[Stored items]
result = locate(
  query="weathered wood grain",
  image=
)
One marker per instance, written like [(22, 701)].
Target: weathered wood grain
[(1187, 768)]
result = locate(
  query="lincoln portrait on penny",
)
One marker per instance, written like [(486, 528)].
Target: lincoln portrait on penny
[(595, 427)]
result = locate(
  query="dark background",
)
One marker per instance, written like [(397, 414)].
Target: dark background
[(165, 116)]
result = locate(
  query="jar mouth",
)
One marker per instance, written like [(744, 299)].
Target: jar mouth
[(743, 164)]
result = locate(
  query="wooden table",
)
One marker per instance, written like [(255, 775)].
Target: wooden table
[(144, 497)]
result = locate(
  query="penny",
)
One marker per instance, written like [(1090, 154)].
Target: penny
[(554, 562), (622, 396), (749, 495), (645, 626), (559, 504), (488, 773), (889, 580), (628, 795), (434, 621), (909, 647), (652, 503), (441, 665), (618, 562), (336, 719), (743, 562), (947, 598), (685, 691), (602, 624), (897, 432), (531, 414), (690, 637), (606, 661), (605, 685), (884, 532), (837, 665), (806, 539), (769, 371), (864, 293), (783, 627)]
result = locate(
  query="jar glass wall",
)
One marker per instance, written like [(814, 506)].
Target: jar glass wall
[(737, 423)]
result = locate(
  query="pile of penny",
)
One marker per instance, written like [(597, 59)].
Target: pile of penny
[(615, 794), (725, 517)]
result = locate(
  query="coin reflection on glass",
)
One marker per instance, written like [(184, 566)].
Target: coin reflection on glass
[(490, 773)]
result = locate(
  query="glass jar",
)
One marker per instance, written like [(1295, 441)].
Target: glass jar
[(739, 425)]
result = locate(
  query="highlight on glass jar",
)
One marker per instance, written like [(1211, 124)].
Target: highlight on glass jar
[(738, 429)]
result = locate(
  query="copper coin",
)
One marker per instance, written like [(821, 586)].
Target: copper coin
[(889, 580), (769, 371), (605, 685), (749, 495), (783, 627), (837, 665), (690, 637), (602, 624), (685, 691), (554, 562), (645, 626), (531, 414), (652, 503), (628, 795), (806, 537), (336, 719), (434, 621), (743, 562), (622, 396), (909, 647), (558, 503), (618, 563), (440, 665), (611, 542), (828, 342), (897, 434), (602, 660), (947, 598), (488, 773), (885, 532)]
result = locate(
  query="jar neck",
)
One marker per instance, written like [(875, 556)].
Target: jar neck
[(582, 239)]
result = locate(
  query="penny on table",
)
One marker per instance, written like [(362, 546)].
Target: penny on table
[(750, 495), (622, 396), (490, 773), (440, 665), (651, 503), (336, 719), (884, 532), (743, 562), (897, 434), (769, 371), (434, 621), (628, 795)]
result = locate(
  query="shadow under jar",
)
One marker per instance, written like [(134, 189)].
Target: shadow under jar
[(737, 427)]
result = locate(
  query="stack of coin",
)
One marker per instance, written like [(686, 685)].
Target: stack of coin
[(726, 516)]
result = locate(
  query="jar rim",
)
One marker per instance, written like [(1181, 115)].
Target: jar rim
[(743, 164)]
---
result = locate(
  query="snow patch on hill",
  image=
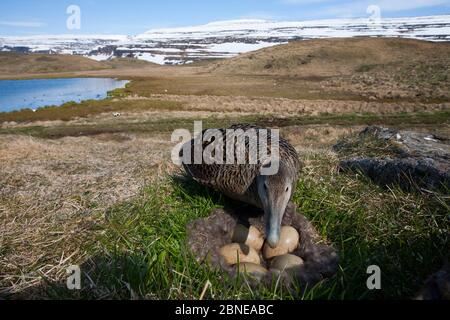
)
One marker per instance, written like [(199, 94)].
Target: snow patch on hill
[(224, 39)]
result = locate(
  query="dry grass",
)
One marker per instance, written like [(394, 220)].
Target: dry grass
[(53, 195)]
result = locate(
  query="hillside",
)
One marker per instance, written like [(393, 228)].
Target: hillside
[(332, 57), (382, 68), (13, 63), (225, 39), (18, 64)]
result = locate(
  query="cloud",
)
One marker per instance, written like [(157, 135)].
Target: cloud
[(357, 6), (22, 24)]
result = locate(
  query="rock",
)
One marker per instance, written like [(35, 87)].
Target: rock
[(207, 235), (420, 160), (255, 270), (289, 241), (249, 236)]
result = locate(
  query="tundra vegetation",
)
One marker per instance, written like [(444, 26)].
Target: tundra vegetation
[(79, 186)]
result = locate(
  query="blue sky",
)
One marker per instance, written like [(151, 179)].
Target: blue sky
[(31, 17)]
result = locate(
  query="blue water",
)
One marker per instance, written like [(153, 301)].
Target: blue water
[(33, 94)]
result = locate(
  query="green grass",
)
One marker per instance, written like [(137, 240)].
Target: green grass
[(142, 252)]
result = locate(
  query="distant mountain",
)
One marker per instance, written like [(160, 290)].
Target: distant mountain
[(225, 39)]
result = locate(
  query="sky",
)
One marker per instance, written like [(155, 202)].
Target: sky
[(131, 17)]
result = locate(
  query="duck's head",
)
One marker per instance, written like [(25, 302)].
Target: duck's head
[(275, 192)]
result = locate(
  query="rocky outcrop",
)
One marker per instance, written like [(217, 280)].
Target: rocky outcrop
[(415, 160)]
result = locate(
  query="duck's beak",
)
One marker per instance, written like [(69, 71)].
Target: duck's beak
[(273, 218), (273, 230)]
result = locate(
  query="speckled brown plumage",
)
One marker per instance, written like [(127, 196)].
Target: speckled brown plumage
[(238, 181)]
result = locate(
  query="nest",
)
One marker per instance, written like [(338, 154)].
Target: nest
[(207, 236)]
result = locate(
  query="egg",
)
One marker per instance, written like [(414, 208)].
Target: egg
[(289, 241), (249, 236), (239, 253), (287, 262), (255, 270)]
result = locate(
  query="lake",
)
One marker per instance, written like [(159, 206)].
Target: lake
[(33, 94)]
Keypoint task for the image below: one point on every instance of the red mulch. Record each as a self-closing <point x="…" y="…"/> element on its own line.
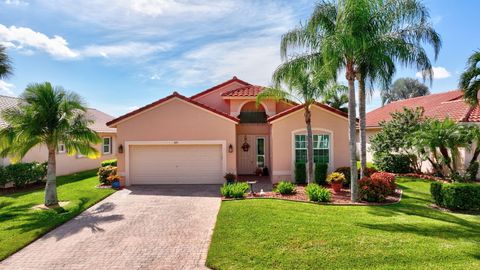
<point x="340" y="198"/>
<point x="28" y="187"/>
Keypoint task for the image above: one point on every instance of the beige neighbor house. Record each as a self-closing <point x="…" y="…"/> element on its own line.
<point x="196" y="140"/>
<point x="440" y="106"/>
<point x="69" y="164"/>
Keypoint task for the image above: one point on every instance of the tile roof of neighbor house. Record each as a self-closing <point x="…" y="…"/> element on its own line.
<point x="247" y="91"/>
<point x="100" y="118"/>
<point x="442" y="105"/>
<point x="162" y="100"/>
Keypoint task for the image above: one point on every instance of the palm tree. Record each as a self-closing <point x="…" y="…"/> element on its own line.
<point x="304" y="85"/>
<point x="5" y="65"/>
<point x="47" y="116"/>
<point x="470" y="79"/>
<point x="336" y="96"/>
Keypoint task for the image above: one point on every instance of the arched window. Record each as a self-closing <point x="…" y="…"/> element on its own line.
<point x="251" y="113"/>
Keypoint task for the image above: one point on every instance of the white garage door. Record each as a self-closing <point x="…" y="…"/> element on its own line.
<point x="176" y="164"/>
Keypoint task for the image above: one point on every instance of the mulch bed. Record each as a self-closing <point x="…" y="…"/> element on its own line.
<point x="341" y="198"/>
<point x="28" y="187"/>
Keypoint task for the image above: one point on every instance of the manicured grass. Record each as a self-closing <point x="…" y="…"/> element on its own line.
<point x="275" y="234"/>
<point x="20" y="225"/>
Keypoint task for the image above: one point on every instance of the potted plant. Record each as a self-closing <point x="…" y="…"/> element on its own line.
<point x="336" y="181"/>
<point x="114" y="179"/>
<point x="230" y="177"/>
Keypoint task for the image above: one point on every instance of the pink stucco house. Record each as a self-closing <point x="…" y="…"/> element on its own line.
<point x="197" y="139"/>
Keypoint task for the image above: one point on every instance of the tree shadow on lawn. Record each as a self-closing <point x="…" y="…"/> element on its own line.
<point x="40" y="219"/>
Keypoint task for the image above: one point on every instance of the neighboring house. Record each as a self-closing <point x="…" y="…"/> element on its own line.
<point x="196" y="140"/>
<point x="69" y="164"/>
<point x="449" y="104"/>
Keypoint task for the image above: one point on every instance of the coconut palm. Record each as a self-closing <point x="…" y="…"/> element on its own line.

Work instruction: From the entries above, restate word for word the lines from the line containing "One marker per instance, written like [(821, 586)]." to the line containing "One marker per instance, written like [(875, 556)].", both ends included, and nothing more.

Result of the task:
One marker per instance, written like [(821, 586)].
Target: copper coin
[(889, 580), (769, 371), (605, 685), (749, 495), (783, 627), (837, 665), (690, 637), (602, 624), (685, 691), (554, 562), (645, 626), (531, 414), (652, 503), (628, 795), (806, 537), (336, 719), (434, 621), (743, 562), (622, 396), (909, 647), (558, 503), (618, 563), (440, 665), (611, 542), (828, 342), (897, 434), (602, 660), (947, 598), (488, 773), (885, 532)]
result = locate(
  query="jar neck",
)
One marker per instance, written like [(875, 556)].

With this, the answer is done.